DOCUMENT SECTION ▸
The benchmark suite runs 4 endpoints against a dedicated bench server:

| Endpoint | What it measures |
|----------|-----------------|
| `GET /hello` | **Baseline** — minimal JSON, no routing params, no middleware |
| `GET /users/:id` | **Router** — param extraction + snprintf response |
| `GET /mw/hello` | **Middleware** — same response through 2 pass-through middleware |
| `POST /echo` | **Body reading** — KlBufReader + echo body back |

Sample results (Apple M1 Max, single thread, 100 connections, kqueue):

| Endpoint | Req/sec | Avg Latency | p99 |
|----------|---------|-------------|-----|
| `GET /hello` (baseline) | 111,650 | 0.89ms | 1.13ms |
| `GET /users/42` (route params) | 109,112 | 0.91ms | 1.15ms |
| `GET /mw/hello` (middleware chain) | 111,247 | 0.89ms | 1.14ms |
| `POST /echo` (body reading) | 109,370 | 0.90ms | 1.15ms |

Route params, middleware, and body reading add no measurable overhead — all within ~2% of the baseline. No GC pauses. No goroutine scheduling. No async runtime overhead. Just `kqueue` → `read` → `write`.

TO DO ▸
1. Answer these questions from the benchmark text:
(a) What does the `GET /mw/hello` endpoint measure?
(b) How many connections were used for the sample results?
(c) What p99 latency is listed for `POST /echo`?
2. Does each statement agree with the benchmark text? Answer yes or no, and quote the words that decide it.
(a) The sample results were produced using multiple threads.
(b) The `GET /hello` endpoint involves no middleware.
(c) Route params add roughly 10% overhead compared with the baseline.
3. Carry on the benchmark text, starting after its final sentence.
The material has nothing to do with the benchmark text.

LISTED RECORDS ▸
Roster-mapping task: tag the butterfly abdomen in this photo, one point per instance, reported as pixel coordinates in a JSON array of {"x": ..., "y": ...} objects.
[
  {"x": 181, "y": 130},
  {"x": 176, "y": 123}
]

RESPONSES PER TASK ▸
1.
(a) Middleware: the same response passed through 2 pass-through middleware.
(b) 100 connections.
(c) 1.15ms.

2.
(a) No: "single thread".
(b) Yes: "minimal JSON, no routing params, no middleware".
(c) No: "all within ~2% of the baseline".

3.
## Platform Support

| Platform | Backend | Build |
|----------|---------|-------|
| macOS / BSD | kqueue (edge-triggered) | `make` |
| Linux | epoll (edge-triggered) | `make` |
| Linux 5.6+ | io_uring (POLL_ADD) | `make BACKEND=iouring` |
| Any POSIX | poll (level-triggered) | `make BACKEND=poll` |
| Linux (musl/Alpine) | epoll (edge-triggered) | `make` |
| Cosmopolitan (APE) | poll (auto-selected) | `make CC=cosmocc` |
| Bare-metal + lwIP | poll (via lwIP sockets) | `make BACKEND=poll` + `-DKL_NO_SIGNAL` |

The io_uring backend uses `IORING_OP_POLL_ADD` for readiness notification — a drop-in replacement for epoll with io_uring's batched submission advantage. Requires `liburing-dev`.

The poll backend is a universal POSIX fallback that works on any platform with `poll(2)`. It enables Cosmopolitan C support (Actually Portable Executables that run on Linux, macOS, Windows, FreeBSD, OpenBSD, NetBSD from a single binary). When `CC=cosmocc` is detected, the Makefile automatically selects the poll backend.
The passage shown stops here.